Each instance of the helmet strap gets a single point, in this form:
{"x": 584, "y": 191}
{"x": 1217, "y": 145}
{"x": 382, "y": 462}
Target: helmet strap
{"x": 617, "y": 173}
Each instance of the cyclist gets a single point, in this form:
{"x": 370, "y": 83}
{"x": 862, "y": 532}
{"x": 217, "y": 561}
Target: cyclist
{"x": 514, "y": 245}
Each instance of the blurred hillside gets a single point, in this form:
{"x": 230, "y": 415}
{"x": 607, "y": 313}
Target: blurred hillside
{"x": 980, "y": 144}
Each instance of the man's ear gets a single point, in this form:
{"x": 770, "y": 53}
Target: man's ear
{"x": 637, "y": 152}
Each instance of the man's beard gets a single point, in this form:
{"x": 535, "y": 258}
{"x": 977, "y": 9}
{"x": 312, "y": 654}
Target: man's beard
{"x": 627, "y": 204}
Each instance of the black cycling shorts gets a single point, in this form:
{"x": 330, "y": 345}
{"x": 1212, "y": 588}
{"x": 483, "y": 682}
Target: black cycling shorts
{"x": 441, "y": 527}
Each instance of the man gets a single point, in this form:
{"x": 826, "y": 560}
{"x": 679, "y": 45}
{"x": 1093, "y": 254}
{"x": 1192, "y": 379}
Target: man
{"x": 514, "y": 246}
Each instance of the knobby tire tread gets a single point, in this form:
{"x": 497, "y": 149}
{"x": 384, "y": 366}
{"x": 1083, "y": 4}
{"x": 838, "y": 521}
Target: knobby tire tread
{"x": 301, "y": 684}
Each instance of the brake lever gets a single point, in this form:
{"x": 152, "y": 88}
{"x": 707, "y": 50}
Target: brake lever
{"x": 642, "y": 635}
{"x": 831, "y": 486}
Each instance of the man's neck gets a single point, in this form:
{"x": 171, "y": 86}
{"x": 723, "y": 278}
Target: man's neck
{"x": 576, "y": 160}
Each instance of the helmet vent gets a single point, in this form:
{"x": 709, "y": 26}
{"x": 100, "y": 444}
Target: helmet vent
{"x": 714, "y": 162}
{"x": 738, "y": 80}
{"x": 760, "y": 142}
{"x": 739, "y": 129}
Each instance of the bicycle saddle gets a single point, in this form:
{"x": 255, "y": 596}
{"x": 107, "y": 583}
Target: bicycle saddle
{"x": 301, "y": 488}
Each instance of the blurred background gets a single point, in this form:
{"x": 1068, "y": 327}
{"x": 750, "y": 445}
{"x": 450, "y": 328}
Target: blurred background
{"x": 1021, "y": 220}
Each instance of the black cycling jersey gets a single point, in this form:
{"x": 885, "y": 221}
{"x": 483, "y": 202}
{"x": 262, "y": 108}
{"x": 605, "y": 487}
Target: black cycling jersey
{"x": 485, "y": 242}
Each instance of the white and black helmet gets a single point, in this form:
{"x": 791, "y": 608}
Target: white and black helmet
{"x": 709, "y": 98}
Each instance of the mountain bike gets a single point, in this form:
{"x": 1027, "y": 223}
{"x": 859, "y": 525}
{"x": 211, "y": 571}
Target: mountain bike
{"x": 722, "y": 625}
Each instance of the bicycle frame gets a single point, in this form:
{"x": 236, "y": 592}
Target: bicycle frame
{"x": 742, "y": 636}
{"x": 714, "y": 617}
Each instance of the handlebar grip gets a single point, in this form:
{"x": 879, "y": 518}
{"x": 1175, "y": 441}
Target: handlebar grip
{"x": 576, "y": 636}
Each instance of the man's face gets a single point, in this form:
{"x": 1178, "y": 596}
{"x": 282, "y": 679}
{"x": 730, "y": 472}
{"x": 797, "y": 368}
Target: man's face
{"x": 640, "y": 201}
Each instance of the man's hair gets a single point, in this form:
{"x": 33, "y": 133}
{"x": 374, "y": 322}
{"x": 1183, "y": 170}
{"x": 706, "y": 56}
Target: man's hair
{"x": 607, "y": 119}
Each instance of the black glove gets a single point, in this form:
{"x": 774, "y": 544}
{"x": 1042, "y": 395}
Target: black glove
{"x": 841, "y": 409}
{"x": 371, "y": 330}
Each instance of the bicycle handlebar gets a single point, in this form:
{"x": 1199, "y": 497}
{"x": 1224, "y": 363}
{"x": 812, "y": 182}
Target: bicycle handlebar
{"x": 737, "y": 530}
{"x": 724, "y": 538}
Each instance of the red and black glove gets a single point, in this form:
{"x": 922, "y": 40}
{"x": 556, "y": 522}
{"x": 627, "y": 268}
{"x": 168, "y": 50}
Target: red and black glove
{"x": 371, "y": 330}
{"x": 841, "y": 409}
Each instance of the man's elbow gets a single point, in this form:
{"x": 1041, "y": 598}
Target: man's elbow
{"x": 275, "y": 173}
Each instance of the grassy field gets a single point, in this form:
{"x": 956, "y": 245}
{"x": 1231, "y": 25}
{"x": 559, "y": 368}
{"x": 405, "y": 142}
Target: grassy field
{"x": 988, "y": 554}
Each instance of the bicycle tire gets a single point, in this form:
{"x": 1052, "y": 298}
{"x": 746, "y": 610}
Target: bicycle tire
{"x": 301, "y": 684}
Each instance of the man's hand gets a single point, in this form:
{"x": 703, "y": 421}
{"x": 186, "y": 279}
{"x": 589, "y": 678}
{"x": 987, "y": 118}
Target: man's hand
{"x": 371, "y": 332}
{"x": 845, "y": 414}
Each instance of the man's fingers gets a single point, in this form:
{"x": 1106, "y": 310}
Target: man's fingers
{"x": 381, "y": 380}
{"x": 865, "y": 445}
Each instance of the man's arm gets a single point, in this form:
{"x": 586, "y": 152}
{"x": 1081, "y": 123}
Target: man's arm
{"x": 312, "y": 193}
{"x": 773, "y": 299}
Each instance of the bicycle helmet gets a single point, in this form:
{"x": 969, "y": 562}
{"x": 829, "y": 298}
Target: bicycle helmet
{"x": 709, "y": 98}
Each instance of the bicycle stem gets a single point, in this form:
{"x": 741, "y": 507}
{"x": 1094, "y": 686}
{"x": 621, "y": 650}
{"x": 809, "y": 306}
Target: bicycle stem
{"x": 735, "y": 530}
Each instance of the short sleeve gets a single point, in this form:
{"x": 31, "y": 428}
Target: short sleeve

--------------------------------------------------

Repeat, word for word, every line from the line that contains "Each instance of the man's hand" to the end of the entries; include both of those lines and no others.

Each instance of the man's hand gets a single point, in this form:
{"x": 703, "y": 421}
{"x": 186, "y": 279}
{"x": 589, "y": 678}
{"x": 987, "y": 118}
Target: man's hand
{"x": 371, "y": 332}
{"x": 845, "y": 414}
Each instance of the man's fingers gets a single point, in this form:
{"x": 1106, "y": 310}
Target: man's fingers
{"x": 381, "y": 380}
{"x": 865, "y": 445}
Each instance of the man's arm gets a single point, in this form:
{"x": 586, "y": 152}
{"x": 1081, "y": 123}
Target: man's arm
{"x": 312, "y": 193}
{"x": 773, "y": 299}
Each instance of the bicycle helmet gets a single point, in this form:
{"x": 969, "y": 562}
{"x": 829, "y": 298}
Target: bicycle helmet
{"x": 709, "y": 98}
Each instance of the bicycle stem gets a single point, in this form:
{"x": 741, "y": 507}
{"x": 1094, "y": 686}
{"x": 621, "y": 650}
{"x": 809, "y": 306}
Target: bicycle stem
{"x": 735, "y": 530}
Each instance of the short sleeve gets a single point, in this form:
{"x": 31, "y": 428}
Target: short sleeve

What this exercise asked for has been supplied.